Retype the records from their first line through the line holding "150], [85, 150]]]", both included, and leave out the pictures.
··· The data
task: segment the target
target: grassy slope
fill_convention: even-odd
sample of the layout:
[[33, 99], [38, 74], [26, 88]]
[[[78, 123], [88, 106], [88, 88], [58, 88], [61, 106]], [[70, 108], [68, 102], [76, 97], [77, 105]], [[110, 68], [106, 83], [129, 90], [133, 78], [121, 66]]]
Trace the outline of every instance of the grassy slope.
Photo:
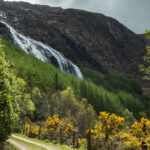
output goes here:
[[[60, 150], [73, 150], [72, 148], [70, 148], [67, 145], [53, 144], [53, 143], [50, 143], [50, 142], [46, 142], [44, 140], [38, 140], [38, 139], [35, 139], [35, 138], [29, 138], [29, 137], [27, 137], [27, 136], [25, 136], [23, 134], [19, 134], [19, 133], [16, 133], [14, 135], [19, 136], [19, 137], [23, 137], [25, 139], [28, 139], [28, 140], [31, 140], [31, 141], [34, 141], [34, 142], [37, 142], [37, 143], [45, 144], [47, 146], [56, 147], [56, 148], [59, 148]], [[85, 149], [81, 147], [78, 150], [85, 150]]]
[[24, 147], [29, 148], [29, 149], [32, 148], [32, 149], [35, 149], [35, 150], [46, 150], [46, 148], [36, 146], [34, 144], [31, 144], [31, 143], [27, 143], [25, 141], [22, 141], [20, 139], [14, 138], [14, 137], [10, 137], [10, 139], [13, 140], [13, 141], [16, 141], [17, 143], [19, 143], [19, 144], [21, 144]]
[[[97, 112], [108, 111], [121, 115], [124, 109], [128, 108], [135, 116], [138, 116], [138, 112], [144, 111], [139, 99], [127, 91], [124, 92], [124, 89], [121, 91], [119, 89], [116, 92], [107, 88], [104, 89], [102, 85], [105, 84], [96, 85], [91, 81], [79, 80], [73, 75], [61, 72], [54, 66], [26, 54], [20, 48], [2, 38], [0, 38], [0, 46], [3, 47], [7, 59], [14, 64], [16, 74], [27, 82], [29, 90], [37, 86], [44, 92], [50, 91], [55, 86], [55, 75], [57, 73], [59, 89], [65, 89], [67, 86], [72, 87], [77, 99], [87, 98]], [[88, 71], [88, 74], [90, 72]], [[114, 89], [113, 86], [112, 88]]]
[[8, 142], [5, 142], [3, 150], [20, 150], [20, 149], [16, 148], [15, 146], [13, 146], [12, 144]]

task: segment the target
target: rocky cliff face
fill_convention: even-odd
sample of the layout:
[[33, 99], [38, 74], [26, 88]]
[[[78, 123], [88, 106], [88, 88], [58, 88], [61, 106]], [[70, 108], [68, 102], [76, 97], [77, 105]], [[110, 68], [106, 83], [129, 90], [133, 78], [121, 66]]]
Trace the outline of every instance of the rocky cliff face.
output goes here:
[[[57, 49], [80, 67], [102, 73], [138, 73], [145, 40], [113, 18], [82, 10], [0, 2], [0, 19], [18, 32]], [[0, 34], [10, 39], [0, 24]]]

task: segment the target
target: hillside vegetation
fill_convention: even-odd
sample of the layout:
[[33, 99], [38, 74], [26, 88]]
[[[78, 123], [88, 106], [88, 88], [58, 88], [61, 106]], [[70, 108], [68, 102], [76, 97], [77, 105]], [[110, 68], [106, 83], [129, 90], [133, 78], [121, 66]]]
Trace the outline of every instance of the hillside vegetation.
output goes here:
[[79, 80], [26, 54], [2, 38], [0, 44], [7, 59], [13, 64], [17, 76], [27, 82], [28, 91], [38, 87], [41, 93], [52, 95], [54, 91], [71, 87], [77, 100], [86, 98], [97, 112], [108, 111], [123, 115], [124, 110], [128, 109], [136, 118], [143, 112], [147, 114], [145, 107], [149, 105], [149, 98], [142, 98], [141, 86], [134, 79], [114, 74], [102, 77], [92, 70], [83, 68], [82, 72], [87, 80]]
[[150, 98], [135, 79], [82, 68], [80, 80], [2, 38], [0, 54], [1, 149], [12, 131], [88, 150], [149, 145]]

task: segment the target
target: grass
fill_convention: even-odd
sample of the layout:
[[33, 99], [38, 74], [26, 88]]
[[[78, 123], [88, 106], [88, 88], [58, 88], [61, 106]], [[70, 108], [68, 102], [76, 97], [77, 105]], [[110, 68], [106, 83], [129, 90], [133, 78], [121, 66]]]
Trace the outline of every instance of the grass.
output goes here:
[[[70, 148], [67, 145], [53, 144], [53, 143], [50, 143], [50, 142], [46, 142], [44, 140], [39, 140], [39, 139], [35, 139], [35, 138], [29, 138], [29, 137], [27, 137], [27, 136], [25, 136], [23, 134], [19, 134], [19, 133], [15, 133], [14, 135], [22, 137], [22, 138], [25, 138], [25, 139], [28, 139], [30, 141], [34, 141], [34, 142], [37, 142], [37, 143], [45, 144], [47, 146], [52, 146], [52, 147], [58, 148], [60, 150], [74, 150], [73, 148]], [[78, 150], [86, 150], [86, 149], [81, 147]]]
[[10, 144], [9, 142], [5, 142], [3, 150], [20, 150], [20, 149]]
[[36, 146], [34, 144], [31, 144], [31, 143], [27, 143], [25, 141], [22, 141], [20, 139], [17, 139], [17, 138], [14, 138], [14, 137], [10, 137], [11, 140], [13, 141], [16, 141], [17, 143], [27, 147], [27, 148], [32, 148], [32, 149], [35, 149], [35, 150], [46, 150], [46, 148], [43, 148], [43, 147], [40, 147], [40, 146]]

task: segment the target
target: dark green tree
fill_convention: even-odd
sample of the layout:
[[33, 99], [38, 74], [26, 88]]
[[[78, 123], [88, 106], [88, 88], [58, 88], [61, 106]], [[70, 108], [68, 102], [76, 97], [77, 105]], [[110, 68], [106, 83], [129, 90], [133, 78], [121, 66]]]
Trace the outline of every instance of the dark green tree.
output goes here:
[[[146, 38], [150, 40], [150, 31], [146, 31]], [[145, 79], [150, 80], [150, 44], [146, 46], [147, 52], [144, 56], [146, 65], [140, 65], [140, 70], [145, 73]]]

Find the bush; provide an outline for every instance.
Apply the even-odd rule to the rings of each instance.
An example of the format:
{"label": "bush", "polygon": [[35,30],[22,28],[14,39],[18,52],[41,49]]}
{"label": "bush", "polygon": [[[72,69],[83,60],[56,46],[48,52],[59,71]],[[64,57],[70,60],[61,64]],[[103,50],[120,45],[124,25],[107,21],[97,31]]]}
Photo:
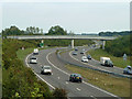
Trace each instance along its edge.
{"label": "bush", "polygon": [[54,91],[53,91],[53,97],[55,97],[55,99],[67,99],[67,92],[65,89],[63,88],[56,88]]}

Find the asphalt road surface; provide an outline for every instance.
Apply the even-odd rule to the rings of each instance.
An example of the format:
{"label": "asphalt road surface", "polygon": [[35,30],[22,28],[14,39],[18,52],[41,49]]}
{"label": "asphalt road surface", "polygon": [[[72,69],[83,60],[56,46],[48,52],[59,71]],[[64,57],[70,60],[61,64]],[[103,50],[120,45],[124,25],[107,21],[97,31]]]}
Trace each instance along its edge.
{"label": "asphalt road surface", "polygon": [[[65,68],[65,64],[62,63],[56,54],[56,48],[50,48],[50,50],[43,50],[40,51],[38,55],[35,55],[37,57],[37,64],[30,64],[30,57],[32,54],[30,54],[25,63],[28,67],[31,67],[34,72],[34,74],[41,78],[43,81],[45,81],[51,89],[57,88],[64,88],[68,92],[68,97],[89,97],[91,99],[97,99],[100,97],[101,99],[106,99],[106,97],[113,97],[117,99],[118,97],[113,94],[110,94],[106,90],[102,90],[94,85],[90,85],[86,81],[82,82],[70,82],[69,81],[69,75],[72,74]],[[53,75],[42,75],[41,74],[41,65],[50,65],[53,69]]]}
{"label": "asphalt road surface", "polygon": [[[81,62],[81,57],[84,56],[84,54],[80,54],[80,52],[82,52],[82,48],[84,47],[79,47],[78,51],[72,51],[72,52],[62,53],[61,57],[63,59],[67,61],[67,62],[75,63],[75,64],[81,65],[84,67],[90,66],[90,67],[94,67],[94,68],[97,68],[97,69],[125,75],[125,74],[123,74],[123,68],[119,68],[119,67],[116,67],[116,66],[113,66],[113,67],[102,66],[100,64],[100,62],[95,61],[94,58],[89,59],[88,63]],[[89,51],[91,48],[92,47],[85,47],[86,51]],[[77,52],[78,54],[73,55],[74,52]],[[125,75],[125,76],[130,76],[130,75]]]}

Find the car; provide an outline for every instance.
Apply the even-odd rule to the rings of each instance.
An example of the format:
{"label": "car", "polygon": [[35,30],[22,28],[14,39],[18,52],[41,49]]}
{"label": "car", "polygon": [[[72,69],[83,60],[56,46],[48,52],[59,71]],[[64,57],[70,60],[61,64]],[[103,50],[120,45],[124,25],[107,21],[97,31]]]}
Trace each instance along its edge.
{"label": "car", "polygon": [[74,53],[73,53],[73,55],[77,55],[77,53],[76,53],[76,52],[74,52]]}
{"label": "car", "polygon": [[131,66],[127,66],[127,67],[123,69],[123,74],[132,75],[132,67],[131,67]]}
{"label": "car", "polygon": [[78,48],[76,47],[75,51],[78,51]]}
{"label": "car", "polygon": [[30,58],[30,64],[37,64],[37,58],[36,57],[31,57]]}
{"label": "car", "polygon": [[72,81],[72,82],[74,82],[74,81],[82,82],[82,77],[79,74],[72,74],[69,76],[69,81]]}
{"label": "car", "polygon": [[52,75],[52,67],[47,65],[42,66],[41,74]]}
{"label": "car", "polygon": [[85,52],[80,52],[80,54],[85,54]]}
{"label": "car", "polygon": [[91,55],[88,55],[87,58],[88,58],[88,59],[91,59]]}
{"label": "car", "polygon": [[85,48],[82,48],[82,52],[85,52]]}
{"label": "car", "polygon": [[88,63],[88,58],[87,58],[86,56],[82,56],[82,57],[81,57],[81,62]]}

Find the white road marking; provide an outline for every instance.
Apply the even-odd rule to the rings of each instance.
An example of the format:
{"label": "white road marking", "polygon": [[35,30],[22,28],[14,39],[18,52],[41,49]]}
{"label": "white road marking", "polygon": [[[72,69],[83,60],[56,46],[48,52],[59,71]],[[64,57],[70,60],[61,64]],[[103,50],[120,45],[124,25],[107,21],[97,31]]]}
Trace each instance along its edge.
{"label": "white road marking", "polygon": [[79,91],[81,90],[81,89],[79,89],[79,88],[76,88],[76,89],[79,90]]}
{"label": "white road marking", "polygon": [[66,81],[66,84],[68,84],[68,81]]}
{"label": "white road marking", "polygon": [[90,96],[91,98],[94,98],[94,99],[97,99],[96,97],[94,97],[94,96]]}
{"label": "white road marking", "polygon": [[[59,69],[58,67],[56,67],[54,64],[52,64],[52,63],[50,62],[48,56],[50,56],[50,54],[52,54],[52,53],[54,53],[54,52],[51,52],[51,53],[48,53],[48,54],[46,55],[47,62],[48,62],[53,67],[55,67],[56,69],[58,69],[58,70],[61,70],[62,73],[64,73],[64,74],[66,74],[66,75],[69,76],[70,74],[68,74],[68,73]],[[98,90],[100,90],[100,91],[102,91],[102,92],[106,92],[106,94],[108,94],[108,95],[110,95],[110,96],[112,96],[112,97],[119,98],[118,96],[116,96],[116,95],[113,95],[113,94],[110,94],[110,92],[108,92],[108,91],[106,91],[106,90],[103,90],[103,89],[100,89],[100,88],[98,88],[98,87],[96,87],[96,86],[94,86],[94,85],[91,85],[91,84],[88,84],[88,82],[86,82],[86,81],[82,81],[82,82],[86,84],[86,85],[88,85],[88,86],[90,86],[90,87],[92,87],[92,88],[95,88],[95,89],[98,89]]]}
{"label": "white road marking", "polygon": [[[30,55],[32,55],[32,53],[29,54],[29,55],[26,56],[26,58],[25,58],[25,64],[26,64],[28,67],[30,67],[30,65],[28,64],[28,58],[29,58]],[[33,69],[32,69],[32,70],[33,70]],[[38,76],[34,70],[33,70],[33,73],[34,73],[41,80],[43,80],[44,82],[46,82],[51,88],[55,89],[55,87],[53,87],[50,82],[47,82],[46,80],[44,80],[44,79],[43,79],[41,76]]]}
{"label": "white road marking", "polygon": [[[74,58],[75,61],[79,62],[79,63],[82,63],[82,64],[85,64],[85,65],[89,65],[89,66],[91,66],[91,67],[95,67],[95,66],[91,65],[91,64],[84,63],[84,62],[80,62],[79,59],[75,58],[74,56],[72,56],[72,52],[69,52],[69,56],[70,56],[72,58]],[[109,70],[102,69],[102,68],[100,68],[100,67],[98,67],[98,68],[101,69],[101,70],[105,70],[105,72],[109,72]]]}

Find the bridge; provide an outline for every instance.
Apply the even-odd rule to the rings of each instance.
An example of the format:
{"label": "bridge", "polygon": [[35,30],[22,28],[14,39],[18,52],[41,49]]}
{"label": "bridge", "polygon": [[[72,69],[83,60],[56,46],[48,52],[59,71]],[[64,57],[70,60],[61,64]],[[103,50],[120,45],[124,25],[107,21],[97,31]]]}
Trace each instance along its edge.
······
◆ Written answer:
task: segment the target
target: grassy slope
fill_convention: even-odd
sample of the layout:
[[33, 99], [38, 74], [26, 88]]
[[[78, 123], [88, 106], [88, 88], [58, 88], [61, 106]], [[70, 108], [68, 102], [76, 97], [77, 105]], [[110, 68], [106, 83], [129, 90], [133, 78], [121, 66]]]
Trace the outline of every instance of the grassy slope.
Photo:
output goes here:
[[[60, 150], [73, 150], [72, 148], [70, 148], [67, 145], [53, 144], [53, 143], [50, 143], [50, 142], [46, 142], [44, 140], [38, 140], [38, 139], [35, 139], [35, 138], [29, 138], [29, 137], [27, 137], [27, 136], [25, 136], [23, 134], [19, 134], [19, 133], [16, 133], [14, 135], [19, 136], [19, 137], [23, 137], [25, 139], [28, 139], [28, 140], [31, 140], [31, 141], [34, 141], [34, 142], [37, 142], [37, 143], [45, 144], [47, 146], [56, 147], [56, 148], [59, 148]], [[85, 149], [81, 147], [78, 150], [85, 150]]]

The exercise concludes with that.